┌──

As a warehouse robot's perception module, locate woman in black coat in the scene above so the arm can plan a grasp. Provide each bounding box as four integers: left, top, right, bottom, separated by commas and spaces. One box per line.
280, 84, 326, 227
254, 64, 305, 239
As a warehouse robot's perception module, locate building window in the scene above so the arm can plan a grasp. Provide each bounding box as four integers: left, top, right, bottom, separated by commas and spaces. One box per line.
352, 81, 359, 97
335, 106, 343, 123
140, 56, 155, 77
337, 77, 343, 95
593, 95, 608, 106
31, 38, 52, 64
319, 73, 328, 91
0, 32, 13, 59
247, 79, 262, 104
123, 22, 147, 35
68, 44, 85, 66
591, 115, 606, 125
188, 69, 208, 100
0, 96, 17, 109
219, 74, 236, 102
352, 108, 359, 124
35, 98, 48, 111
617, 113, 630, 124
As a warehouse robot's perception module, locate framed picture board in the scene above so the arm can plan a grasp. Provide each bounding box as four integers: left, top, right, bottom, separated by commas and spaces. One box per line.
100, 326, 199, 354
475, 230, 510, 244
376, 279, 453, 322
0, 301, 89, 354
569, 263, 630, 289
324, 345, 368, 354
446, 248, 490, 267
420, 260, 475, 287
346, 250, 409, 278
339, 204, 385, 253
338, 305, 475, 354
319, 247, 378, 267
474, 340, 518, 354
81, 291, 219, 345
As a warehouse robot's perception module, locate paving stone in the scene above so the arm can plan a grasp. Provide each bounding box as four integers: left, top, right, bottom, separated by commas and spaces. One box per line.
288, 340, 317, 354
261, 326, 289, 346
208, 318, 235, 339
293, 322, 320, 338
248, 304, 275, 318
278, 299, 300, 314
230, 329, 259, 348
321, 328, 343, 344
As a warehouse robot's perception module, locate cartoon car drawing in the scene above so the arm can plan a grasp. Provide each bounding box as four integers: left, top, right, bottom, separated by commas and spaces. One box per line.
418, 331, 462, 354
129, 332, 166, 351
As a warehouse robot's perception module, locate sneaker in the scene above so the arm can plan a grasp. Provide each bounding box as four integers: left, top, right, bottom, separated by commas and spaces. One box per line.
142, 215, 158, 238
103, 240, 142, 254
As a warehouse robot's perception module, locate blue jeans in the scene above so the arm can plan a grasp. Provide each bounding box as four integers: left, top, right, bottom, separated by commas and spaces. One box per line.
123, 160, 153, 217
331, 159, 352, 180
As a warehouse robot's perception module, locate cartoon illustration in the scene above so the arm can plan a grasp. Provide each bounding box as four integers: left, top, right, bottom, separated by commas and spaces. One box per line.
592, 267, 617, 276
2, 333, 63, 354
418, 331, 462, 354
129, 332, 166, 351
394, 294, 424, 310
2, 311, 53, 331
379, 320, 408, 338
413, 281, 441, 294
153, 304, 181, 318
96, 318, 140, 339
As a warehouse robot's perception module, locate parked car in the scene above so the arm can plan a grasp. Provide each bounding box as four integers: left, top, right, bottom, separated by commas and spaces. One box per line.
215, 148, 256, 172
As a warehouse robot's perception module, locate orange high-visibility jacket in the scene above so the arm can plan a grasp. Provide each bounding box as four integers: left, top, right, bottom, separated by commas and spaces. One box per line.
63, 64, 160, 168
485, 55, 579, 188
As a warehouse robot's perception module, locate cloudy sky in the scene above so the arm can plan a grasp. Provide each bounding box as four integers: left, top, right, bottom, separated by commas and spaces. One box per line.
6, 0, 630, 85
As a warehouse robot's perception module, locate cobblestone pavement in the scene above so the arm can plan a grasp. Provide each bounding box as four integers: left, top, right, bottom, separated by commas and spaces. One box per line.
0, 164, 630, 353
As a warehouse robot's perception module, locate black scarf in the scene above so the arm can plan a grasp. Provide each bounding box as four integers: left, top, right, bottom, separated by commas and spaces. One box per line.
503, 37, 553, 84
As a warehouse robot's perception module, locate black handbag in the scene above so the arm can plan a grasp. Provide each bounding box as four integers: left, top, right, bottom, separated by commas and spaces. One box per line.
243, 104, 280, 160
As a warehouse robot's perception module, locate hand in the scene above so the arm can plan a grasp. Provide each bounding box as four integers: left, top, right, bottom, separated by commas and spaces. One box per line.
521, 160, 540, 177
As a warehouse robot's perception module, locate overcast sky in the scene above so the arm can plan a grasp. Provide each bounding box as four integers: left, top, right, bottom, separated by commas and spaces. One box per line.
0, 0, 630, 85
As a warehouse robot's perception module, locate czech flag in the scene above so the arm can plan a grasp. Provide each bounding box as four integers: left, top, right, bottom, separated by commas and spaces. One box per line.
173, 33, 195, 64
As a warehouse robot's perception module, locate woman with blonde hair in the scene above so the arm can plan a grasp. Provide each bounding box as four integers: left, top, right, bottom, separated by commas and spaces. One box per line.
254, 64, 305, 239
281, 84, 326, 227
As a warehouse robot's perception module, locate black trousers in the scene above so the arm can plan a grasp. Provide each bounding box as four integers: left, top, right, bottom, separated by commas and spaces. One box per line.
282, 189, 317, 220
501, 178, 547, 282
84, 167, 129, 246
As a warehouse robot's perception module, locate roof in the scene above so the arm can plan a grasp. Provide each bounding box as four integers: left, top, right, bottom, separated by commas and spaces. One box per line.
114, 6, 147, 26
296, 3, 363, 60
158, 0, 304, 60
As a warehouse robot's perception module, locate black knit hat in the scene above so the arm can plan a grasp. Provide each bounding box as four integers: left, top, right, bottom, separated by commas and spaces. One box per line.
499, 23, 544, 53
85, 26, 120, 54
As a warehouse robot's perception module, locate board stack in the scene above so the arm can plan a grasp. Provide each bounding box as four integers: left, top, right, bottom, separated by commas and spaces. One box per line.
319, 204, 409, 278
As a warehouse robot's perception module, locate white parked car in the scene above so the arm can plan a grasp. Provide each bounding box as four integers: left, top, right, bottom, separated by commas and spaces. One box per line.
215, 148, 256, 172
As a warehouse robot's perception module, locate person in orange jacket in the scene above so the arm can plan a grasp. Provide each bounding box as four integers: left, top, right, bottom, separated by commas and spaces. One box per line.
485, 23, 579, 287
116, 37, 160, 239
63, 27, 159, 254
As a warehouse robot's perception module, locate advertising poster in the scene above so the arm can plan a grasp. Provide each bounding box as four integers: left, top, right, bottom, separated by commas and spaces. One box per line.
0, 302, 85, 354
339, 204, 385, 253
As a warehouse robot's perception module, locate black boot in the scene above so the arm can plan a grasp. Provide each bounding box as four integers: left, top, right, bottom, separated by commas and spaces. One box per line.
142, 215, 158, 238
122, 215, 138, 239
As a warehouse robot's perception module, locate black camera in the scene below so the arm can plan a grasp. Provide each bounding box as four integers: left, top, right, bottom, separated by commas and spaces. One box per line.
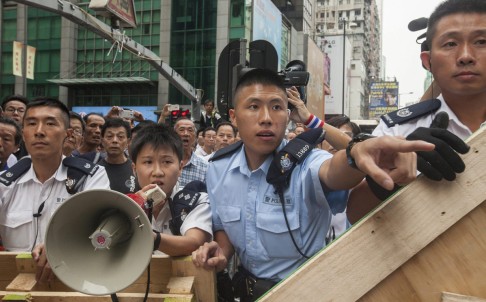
278, 60, 310, 110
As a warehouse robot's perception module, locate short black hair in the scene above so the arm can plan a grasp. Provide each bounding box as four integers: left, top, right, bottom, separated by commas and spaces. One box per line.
0, 116, 22, 145
203, 127, 216, 136
132, 120, 157, 136
2, 94, 29, 110
426, 0, 486, 50
24, 97, 71, 129
83, 112, 105, 124
101, 117, 132, 138
233, 68, 287, 106
216, 122, 238, 137
69, 111, 86, 132
204, 99, 214, 106
129, 124, 183, 163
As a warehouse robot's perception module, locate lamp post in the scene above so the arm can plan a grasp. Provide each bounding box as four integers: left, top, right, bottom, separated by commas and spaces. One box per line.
339, 17, 356, 115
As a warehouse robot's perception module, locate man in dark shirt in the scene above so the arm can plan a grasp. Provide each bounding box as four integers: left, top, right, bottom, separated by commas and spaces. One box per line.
98, 118, 138, 194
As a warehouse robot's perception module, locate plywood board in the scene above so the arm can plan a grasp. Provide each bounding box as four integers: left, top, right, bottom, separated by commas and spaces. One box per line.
261, 129, 486, 301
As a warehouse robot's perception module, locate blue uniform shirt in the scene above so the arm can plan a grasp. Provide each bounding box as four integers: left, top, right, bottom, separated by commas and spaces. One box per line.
206, 141, 347, 281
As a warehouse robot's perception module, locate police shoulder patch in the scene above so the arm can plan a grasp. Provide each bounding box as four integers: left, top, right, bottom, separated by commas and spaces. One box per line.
381, 99, 441, 128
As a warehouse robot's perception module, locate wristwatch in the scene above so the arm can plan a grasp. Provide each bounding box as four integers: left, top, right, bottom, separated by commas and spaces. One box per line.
346, 133, 375, 170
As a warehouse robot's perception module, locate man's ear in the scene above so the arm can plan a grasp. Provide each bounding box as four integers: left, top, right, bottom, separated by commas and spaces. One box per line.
420, 51, 432, 71
229, 109, 238, 128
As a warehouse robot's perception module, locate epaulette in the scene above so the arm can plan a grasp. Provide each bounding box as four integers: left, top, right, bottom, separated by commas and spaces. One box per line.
267, 128, 326, 190
381, 99, 441, 128
209, 141, 243, 161
169, 180, 206, 235
62, 156, 99, 194
0, 157, 32, 186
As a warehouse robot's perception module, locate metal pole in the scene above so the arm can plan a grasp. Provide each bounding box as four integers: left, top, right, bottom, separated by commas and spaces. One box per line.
342, 18, 346, 115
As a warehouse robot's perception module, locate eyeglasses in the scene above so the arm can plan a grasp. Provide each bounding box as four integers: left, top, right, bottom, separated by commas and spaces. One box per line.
5, 107, 25, 114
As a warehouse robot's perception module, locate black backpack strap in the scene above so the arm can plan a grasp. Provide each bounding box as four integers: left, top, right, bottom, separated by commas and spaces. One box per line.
62, 156, 99, 194
209, 141, 243, 161
169, 180, 206, 235
0, 157, 32, 186
381, 99, 441, 128
267, 128, 326, 190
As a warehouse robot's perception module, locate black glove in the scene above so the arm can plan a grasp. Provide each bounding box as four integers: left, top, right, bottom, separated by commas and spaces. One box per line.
407, 112, 469, 181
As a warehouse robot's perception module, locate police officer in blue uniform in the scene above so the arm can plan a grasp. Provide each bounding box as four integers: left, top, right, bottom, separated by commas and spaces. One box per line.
193, 69, 433, 301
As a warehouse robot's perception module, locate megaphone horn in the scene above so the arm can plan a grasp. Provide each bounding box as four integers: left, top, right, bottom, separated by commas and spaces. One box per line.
45, 189, 153, 295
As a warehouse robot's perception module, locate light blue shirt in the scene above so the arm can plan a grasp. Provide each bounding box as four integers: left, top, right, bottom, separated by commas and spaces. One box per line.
206, 141, 347, 281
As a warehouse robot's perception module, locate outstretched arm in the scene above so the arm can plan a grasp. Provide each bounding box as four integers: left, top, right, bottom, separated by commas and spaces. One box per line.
319, 136, 434, 190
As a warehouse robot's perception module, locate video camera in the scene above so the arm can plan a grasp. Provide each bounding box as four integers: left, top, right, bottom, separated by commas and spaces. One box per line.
278, 60, 310, 110
278, 60, 310, 88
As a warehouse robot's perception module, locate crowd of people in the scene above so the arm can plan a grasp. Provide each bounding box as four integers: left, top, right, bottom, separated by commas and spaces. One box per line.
0, 0, 486, 301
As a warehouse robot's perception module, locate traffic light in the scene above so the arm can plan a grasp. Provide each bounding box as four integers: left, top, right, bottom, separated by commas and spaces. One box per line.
170, 109, 191, 126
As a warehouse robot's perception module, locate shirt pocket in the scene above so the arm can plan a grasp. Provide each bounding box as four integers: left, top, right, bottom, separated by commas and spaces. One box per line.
0, 211, 33, 229
217, 206, 244, 248
256, 212, 302, 258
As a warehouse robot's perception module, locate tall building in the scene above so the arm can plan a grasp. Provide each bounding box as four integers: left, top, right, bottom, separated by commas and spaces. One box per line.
0, 0, 323, 118
315, 0, 382, 119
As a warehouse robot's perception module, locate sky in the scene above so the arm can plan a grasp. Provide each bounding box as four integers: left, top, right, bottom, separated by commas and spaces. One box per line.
382, 0, 442, 106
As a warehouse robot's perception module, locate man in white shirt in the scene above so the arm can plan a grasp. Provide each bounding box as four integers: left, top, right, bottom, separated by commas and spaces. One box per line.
0, 98, 110, 251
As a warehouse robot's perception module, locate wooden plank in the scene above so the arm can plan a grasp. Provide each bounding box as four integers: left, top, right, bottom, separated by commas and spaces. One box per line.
441, 292, 486, 302
6, 273, 37, 291
360, 202, 486, 302
261, 129, 486, 301
15, 253, 37, 273
167, 276, 194, 294
172, 256, 217, 302
0, 291, 194, 302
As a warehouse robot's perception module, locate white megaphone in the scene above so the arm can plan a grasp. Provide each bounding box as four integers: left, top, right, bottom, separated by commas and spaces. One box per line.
45, 189, 154, 295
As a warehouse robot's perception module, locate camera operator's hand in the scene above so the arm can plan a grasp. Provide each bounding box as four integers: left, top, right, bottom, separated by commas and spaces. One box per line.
407, 112, 469, 181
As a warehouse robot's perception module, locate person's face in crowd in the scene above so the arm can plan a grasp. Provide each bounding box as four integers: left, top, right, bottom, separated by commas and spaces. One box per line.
63, 118, 83, 154
234, 131, 241, 143
197, 131, 204, 147
102, 127, 128, 158
204, 130, 216, 150
22, 106, 71, 160
420, 13, 486, 101
0, 123, 19, 165
84, 114, 105, 146
338, 124, 353, 137
3, 100, 26, 125
287, 131, 297, 141
174, 119, 196, 152
204, 103, 214, 115
230, 84, 289, 168
214, 125, 235, 151
133, 145, 182, 196
294, 127, 305, 135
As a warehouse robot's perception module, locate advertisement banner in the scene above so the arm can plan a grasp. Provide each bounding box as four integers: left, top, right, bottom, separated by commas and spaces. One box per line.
25, 46, 35, 80
369, 82, 399, 119
12, 41, 24, 77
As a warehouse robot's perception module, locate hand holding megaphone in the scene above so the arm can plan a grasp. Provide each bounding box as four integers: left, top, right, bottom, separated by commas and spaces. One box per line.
32, 244, 55, 283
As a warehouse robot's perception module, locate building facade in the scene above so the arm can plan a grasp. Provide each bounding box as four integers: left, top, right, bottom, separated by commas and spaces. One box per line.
315, 0, 382, 119
0, 0, 324, 119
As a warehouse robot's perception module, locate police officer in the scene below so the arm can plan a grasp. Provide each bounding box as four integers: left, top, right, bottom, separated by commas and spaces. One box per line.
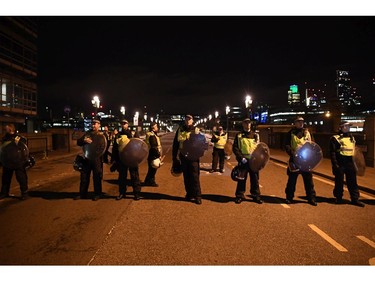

└──

▶ **Do this**
Present part of the records above as a Markdown table with the columns Row and Line, giving each line its own numbered row and leaving out blank lines. Begin at the line that contains "As a warehouse robot's perception module, locate eyeglasses" and stop after the line that contains "193, 69, 433, 301".

▶ **Solution for this problem**
| Row | Line |
|---|---|
| 1 | As a warehouse robot's perception module, locate eyeglasses in the scene above so the arm can plan a grasp. Provide each bounding box as four integers: left, top, right, bottom, separated by commas and spaces. One box per line. |
| 2 | 5, 107, 25, 114 |
| 3 | As a warehouse robot's perception module, locate black backpack strap in the scene above so the arm can plan a grasp. Provide each bounding box as four integers: left, top, right, bottom, separated by commas and spaces. One box per line. |
| 4 | 62, 156, 99, 194 |
| 5 | 209, 141, 243, 161 |
| 6 | 169, 180, 206, 235 |
| 7 | 0, 157, 32, 186 |
| 8 | 381, 99, 441, 128 |
| 9 | 267, 128, 326, 190 |
| 10 | As a warehouse robot's perception module, locate black glove in the scene above so the arm can plan a grasp. Provide each bounding box as four integers: left, top, right, bottom, separated by commas and spaces. One box per line. |
| 11 | 407, 112, 469, 181 |
| 12 | As a warehouse robot's perception module, locate police officer in blue uniform in the scene above so the arm can plan a grasp. Provide each bounding box as four integers: left, top, right, bottom, separated by commas and spaces. One box per line. |
| 13 | 193, 69, 433, 301 |